-- START Record set --
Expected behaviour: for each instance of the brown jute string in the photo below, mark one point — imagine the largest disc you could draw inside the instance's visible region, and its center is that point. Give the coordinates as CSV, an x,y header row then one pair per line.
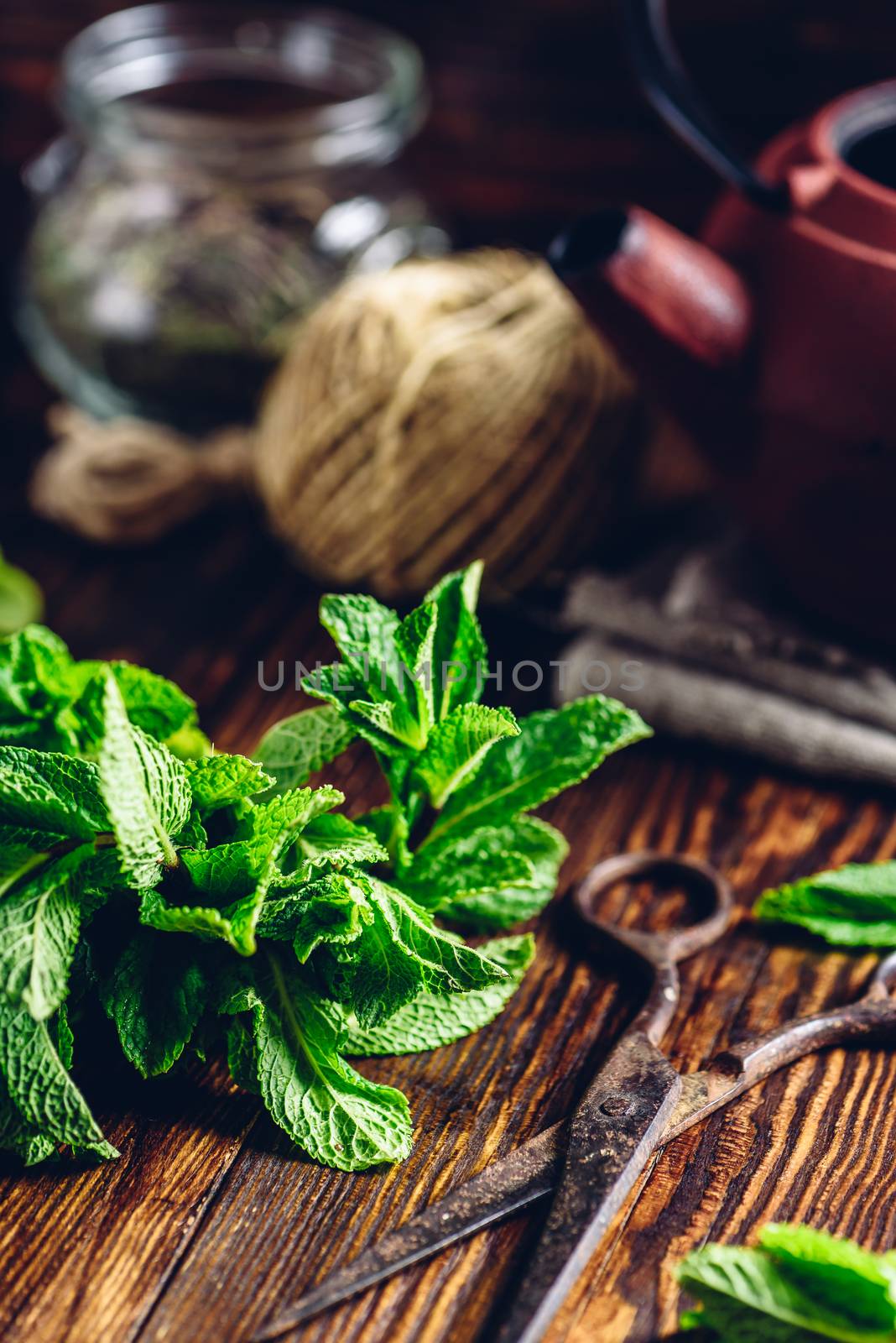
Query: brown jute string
x,y
128,481
421,418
-- END Record set --
What the task asks: Transcribe the records above word for word, leaving out the pictures.

Final result:
Expected behaviour: for each instance of the brown jute string in the photo below, mark one point — imagine the largest disc you could draw inside the instance's visible region, and its center is that point. Give the coordinates as CSV, an x,y header row then one pair per line.
Query: brown jute string
x,y
128,481
421,418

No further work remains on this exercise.